PROBLEM TO WORK ON:
In the records below, find the line containing "Target: white cloud". Output it and every line after it to the end, unchanged, with no pictures.

start RAW DATA

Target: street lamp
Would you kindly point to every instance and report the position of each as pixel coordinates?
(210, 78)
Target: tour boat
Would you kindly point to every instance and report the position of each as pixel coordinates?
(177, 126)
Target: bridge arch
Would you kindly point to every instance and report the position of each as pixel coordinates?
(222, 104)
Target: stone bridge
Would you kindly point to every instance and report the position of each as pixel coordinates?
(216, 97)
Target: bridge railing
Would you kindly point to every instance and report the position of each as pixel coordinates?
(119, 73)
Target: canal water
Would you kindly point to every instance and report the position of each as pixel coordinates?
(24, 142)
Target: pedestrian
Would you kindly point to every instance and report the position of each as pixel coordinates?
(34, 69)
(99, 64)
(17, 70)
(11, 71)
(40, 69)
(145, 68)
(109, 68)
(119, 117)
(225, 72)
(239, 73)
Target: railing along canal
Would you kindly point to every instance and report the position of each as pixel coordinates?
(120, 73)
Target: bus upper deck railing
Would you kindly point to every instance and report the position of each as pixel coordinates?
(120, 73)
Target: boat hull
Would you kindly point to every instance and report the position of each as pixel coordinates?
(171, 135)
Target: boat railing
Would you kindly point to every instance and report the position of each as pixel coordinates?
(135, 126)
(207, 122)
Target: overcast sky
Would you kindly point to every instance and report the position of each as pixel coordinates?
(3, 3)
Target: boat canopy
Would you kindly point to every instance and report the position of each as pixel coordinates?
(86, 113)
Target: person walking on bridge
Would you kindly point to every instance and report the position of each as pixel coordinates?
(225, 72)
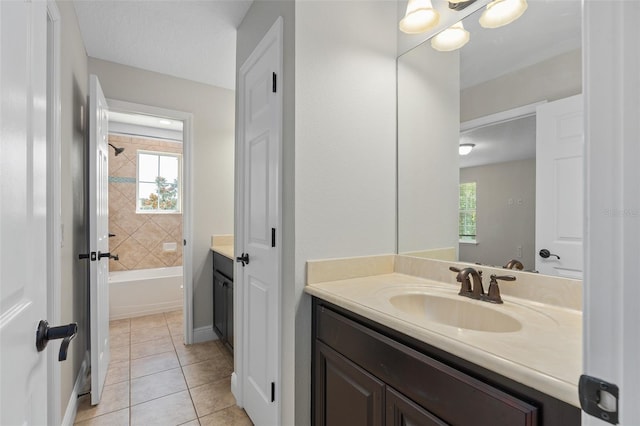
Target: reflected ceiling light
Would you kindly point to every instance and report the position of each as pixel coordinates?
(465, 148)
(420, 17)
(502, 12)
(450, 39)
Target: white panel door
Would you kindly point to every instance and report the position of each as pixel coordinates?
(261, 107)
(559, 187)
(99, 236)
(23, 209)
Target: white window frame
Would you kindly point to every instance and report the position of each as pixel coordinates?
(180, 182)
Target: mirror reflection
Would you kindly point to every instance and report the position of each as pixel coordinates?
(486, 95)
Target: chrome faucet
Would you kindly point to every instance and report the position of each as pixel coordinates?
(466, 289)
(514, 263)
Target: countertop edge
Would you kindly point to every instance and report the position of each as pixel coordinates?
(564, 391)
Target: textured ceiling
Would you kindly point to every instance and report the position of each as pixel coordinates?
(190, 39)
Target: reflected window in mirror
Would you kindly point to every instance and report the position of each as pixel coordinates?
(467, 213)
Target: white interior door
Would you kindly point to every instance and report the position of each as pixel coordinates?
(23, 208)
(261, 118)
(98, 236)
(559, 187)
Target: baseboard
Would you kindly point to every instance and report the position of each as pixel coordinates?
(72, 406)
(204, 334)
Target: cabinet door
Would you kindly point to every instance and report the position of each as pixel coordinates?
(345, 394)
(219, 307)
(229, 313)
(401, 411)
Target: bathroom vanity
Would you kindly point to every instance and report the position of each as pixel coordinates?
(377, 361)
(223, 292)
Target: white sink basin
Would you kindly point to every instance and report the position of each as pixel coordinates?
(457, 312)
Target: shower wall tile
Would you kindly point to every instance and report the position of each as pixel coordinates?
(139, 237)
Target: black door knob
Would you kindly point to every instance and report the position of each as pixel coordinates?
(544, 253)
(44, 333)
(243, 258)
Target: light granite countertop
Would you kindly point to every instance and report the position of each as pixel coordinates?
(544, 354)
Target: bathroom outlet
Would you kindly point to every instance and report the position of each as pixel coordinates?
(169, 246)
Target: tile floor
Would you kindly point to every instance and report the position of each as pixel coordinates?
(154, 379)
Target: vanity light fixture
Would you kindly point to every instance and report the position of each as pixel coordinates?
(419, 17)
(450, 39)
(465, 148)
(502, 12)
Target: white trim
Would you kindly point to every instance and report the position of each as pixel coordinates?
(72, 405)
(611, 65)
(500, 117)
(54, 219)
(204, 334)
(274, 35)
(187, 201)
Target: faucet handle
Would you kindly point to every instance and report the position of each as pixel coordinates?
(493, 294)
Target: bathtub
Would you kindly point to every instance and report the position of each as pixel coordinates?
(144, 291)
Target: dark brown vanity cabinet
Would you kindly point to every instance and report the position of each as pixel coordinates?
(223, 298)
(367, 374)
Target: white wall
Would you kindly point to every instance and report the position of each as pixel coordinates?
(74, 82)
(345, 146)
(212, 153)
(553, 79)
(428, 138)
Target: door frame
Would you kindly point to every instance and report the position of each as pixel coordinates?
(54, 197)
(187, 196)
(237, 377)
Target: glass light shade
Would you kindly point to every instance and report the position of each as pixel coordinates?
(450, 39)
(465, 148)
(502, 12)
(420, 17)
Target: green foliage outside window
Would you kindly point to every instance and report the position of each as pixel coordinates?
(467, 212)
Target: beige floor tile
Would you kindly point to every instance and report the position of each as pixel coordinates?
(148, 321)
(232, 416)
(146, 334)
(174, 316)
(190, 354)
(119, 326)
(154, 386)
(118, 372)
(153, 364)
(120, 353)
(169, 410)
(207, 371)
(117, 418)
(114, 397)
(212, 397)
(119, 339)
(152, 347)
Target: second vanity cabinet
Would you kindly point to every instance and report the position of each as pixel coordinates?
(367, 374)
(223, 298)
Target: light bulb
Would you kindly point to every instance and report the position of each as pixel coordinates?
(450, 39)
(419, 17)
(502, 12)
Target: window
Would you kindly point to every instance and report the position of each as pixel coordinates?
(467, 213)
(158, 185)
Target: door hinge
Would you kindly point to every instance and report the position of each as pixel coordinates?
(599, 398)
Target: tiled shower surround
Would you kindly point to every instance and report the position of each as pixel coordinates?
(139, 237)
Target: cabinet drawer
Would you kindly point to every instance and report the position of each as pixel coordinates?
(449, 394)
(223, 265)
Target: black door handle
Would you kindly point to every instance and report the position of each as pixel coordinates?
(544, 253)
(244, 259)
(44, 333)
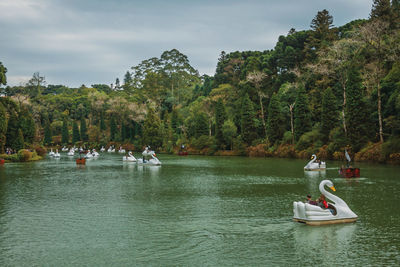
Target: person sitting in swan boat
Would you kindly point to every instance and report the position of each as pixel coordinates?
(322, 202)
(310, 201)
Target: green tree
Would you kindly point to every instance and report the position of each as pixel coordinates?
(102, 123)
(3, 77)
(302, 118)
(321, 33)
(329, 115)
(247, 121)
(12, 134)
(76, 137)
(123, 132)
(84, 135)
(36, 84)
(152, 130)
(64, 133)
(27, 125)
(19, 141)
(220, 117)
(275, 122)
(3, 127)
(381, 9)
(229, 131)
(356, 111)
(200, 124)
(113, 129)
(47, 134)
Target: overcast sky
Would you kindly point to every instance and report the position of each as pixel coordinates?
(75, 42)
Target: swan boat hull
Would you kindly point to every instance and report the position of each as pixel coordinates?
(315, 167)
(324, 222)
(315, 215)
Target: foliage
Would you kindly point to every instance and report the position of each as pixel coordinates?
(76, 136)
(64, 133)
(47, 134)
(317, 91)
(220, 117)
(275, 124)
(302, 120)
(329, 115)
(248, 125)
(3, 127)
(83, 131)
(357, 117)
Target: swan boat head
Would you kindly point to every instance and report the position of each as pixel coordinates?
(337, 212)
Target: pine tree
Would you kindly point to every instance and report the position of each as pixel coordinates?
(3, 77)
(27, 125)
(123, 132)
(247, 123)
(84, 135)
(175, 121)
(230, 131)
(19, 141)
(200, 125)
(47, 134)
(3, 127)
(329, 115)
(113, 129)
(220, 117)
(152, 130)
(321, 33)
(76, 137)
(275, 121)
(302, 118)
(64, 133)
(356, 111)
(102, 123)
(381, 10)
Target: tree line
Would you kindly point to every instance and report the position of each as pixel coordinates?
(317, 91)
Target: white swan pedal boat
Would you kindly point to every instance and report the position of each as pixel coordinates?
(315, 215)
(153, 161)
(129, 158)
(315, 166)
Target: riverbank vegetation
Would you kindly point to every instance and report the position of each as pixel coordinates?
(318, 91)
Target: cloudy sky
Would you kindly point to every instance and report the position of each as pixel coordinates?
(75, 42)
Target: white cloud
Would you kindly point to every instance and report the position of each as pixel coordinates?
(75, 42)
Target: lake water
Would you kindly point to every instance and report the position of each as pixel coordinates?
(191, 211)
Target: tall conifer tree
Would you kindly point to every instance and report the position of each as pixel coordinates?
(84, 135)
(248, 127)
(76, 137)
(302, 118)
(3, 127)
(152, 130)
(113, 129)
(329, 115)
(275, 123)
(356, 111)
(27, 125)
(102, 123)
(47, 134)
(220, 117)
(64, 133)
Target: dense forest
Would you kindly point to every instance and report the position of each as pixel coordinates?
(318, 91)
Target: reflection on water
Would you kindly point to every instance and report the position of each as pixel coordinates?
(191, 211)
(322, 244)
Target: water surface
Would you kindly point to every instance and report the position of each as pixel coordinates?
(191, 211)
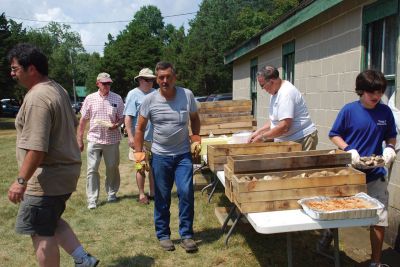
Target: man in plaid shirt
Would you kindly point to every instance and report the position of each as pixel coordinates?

end RAW DATA

RESULT BELOW:
Target: white cloud
Would you kindly point to every instance and report the position of each as pixel coordinates?
(75, 42)
Target: lake water
Would you kindly point to every instance and report the position of each as pixel coordinates?
(191, 211)
Target: tall conifer tree
Would you kindly point to every instance and report the position of each as pixel coordinates?
(84, 135)
(248, 127)
(76, 137)
(302, 118)
(3, 127)
(152, 130)
(113, 129)
(329, 115)
(275, 123)
(356, 111)
(27, 125)
(102, 123)
(47, 134)
(220, 117)
(64, 133)
Target: dense forest
Would you kindly point to every instance and report the position of each as pixel coordinates?
(318, 91)
Target: reflection on water
Would you kindly point to every instance and report the position of each as pixel coordinates?
(191, 211)
(322, 244)
Target: water surface
Would you kindly point to every instance and report the position of each as pixel coordinates?
(191, 211)
Target: man in plaid shirt
Would you kindly point to every instance and report the position of each as pixel coordinates?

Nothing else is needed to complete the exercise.